La crise sanitaire du Covid-19 n’en finit pas d’avoir des conséquences pour la quasi-totalité des milieux économiques, y compris pour les médecins. Les cabinets se sont peu à peu vidés des patients, hésitants à consulter pour d’autres pathologies, en pleine épidémie.
Pour consulter le docteur Trailin, désormais, il faut faire le tour de son cabinet et patienter devant sa fenêtre. La salle d’attente est fermée afin d’éviter la promiscuité entre les patients. "On a la chance dans ce cabinet d’avoir des portes-fenêtres, ce qui nous permet de recevoir directement les gens de l’extérieur", explique Barbara Trailin, médecin à La Chapelle-d’Armentières dans les Hauts-de-France.
Un baptême du feu
Cette jeune médecin, France 2 l'avait rencontrée il y a un an, le jour de son installation. Ils la retrouvent aujourd’hui, masquée et protégée par une surblouse. Cette bataille contre le coronavirus, c’est en quelques sorte son baptême du feu. "Je ne m’attendais pas à tout ça. Je savais que ça pouvait arriver, mais en aucun cas, on est formés à la médecine de catastrophe. On a découvert les choses au fur et à mesure et on s’y est adapté”.

· · · ·

> [CONSIGNES À SUIVRE]:
Pouvez-vous reprendre le texte sur le cabinet de la docteure Trailin pendant l’épidémie de Covid-19 et le poursuivre après sa dernière phrase ?

· · · ·

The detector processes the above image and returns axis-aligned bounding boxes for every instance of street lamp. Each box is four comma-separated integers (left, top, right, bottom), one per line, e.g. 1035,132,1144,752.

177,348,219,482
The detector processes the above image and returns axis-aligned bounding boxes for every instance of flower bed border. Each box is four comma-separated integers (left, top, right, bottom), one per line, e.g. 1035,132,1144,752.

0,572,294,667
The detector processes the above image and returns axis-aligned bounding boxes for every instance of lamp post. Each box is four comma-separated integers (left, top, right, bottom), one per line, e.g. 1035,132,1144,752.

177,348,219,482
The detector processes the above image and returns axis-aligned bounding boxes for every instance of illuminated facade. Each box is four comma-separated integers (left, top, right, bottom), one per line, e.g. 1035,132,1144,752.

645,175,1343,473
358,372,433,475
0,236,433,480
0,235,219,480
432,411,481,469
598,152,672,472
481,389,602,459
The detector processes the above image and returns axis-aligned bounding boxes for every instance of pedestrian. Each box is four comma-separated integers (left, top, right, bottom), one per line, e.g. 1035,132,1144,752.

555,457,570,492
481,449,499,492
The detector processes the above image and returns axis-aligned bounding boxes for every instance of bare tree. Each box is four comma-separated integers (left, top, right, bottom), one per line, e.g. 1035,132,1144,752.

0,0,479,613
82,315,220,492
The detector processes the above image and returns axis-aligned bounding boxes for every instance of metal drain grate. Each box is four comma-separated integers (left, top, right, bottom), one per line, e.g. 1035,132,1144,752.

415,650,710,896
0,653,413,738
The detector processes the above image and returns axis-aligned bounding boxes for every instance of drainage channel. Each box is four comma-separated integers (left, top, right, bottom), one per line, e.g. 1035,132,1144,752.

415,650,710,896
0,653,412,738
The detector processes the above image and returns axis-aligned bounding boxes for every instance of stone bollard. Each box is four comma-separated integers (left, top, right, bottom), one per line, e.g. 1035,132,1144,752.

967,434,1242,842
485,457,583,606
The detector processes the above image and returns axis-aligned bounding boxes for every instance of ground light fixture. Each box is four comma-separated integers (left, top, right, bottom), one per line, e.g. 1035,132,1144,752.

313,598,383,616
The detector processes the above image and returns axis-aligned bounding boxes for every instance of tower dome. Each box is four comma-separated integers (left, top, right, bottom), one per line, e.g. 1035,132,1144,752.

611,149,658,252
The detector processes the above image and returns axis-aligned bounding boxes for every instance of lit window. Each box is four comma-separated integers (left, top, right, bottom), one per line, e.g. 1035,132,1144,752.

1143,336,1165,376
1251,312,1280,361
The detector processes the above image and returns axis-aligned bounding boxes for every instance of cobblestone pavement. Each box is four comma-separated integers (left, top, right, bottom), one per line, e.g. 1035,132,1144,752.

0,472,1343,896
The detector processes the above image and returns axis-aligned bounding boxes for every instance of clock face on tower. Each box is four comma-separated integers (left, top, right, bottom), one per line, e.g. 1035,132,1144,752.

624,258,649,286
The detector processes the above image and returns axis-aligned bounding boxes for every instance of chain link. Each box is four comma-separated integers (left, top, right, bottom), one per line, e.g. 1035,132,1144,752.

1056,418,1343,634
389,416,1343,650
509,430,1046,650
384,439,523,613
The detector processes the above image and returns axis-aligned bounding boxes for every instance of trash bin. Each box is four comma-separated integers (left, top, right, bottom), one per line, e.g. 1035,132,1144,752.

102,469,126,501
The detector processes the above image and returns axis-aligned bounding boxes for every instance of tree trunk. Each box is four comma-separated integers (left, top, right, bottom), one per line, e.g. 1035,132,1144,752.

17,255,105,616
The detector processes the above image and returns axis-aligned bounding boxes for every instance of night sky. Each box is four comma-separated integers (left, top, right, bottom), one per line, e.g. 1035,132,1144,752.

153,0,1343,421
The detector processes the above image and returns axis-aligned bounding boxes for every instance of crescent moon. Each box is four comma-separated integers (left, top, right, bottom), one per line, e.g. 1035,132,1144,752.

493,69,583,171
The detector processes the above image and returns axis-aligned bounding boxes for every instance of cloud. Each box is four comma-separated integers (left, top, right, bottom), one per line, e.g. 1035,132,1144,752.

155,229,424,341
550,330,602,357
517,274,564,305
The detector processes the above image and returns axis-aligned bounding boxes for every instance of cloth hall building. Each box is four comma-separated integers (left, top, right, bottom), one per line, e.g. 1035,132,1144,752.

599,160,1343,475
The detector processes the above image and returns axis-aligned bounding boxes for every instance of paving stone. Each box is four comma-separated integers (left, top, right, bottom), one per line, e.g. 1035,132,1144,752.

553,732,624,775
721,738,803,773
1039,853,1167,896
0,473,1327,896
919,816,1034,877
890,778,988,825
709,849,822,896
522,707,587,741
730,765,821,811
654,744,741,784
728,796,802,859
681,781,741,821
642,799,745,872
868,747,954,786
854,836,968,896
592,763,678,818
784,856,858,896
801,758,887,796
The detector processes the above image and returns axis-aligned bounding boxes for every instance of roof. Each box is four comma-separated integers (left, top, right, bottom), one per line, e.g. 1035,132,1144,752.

· · · ·

> [ZONE DE RÉPONSE]:
Barbara Trailin n'a pas géré de cas de coronavirus jusqu'à présent, mais elle passe du temps à calmer les anxiétés des patients. “On parle toujours de deuxième vague, alors j’aimerais savoir si elle va vraiment avoir lieu, si on doit continuer les gestes barrières, combien de temps ça va durer…”, se demande une patiente.
"Des patients ne veulent pas consulter pour un infarctus"
Ses patients, elle les reçoit au compte-gouttes. Beaucoup ont déserté son cabinet depuis le début de l’épidémie, jusqu’à mettre leur vie en danger : “J’ai eu des patients qui ne voulaient pas consulter pour un infarctus du myocarde, ils voulaient attendre que l’épidémie passe. En les rappelant, je me suis rendue compte qu’ils devaient voir un cardiologue rapidement. Il y a des gens que j’ai réussi à rattraper. Et puis il y en a d’autres, pas du tout”, se désole la jeune médecin.
5 000 € de pertes
L’absence de patients, c’est aussi des revenus en chute libre. Barbara Trailin fait le bilan à l’heure de la pause déjeuner : “Ça me fait une perte de 5 000€ brut sur le mois. C’est énorme, et aujourd’hui je n’ai pas les moyens de faire autre chose que de payer mes factures”. Pour les jeunes généralistes, frais professionnels et charges sociales pèsent lourd dans la balance.
En attendant une embellie, le docteur Trailin s’est lancée dans les télé-consultations. Elle a aussi repris ses visites à domicile. C'est l'heure des retrouvailles dans une résidence pour personnes âgées, avec un couple d’octogénaires : “On attendait de la voir en vrai. C’est l’habitude qu’elle vienne tous les mois pour nos médicaments", se ravit le mari.
Entre ces trois-là, une relation de confiance s’est nouée au fil des mois. Et la médecin généraliste a peur :“Ce qui me ferait vraiment mal au coeur, c’est de pouvoir être un danger pour eux et de les contaminer”. Alors face au virus, elle ne baisse pas la garde. Ses lingettes désinfectantes ne quittent plus sa trousse de médecin.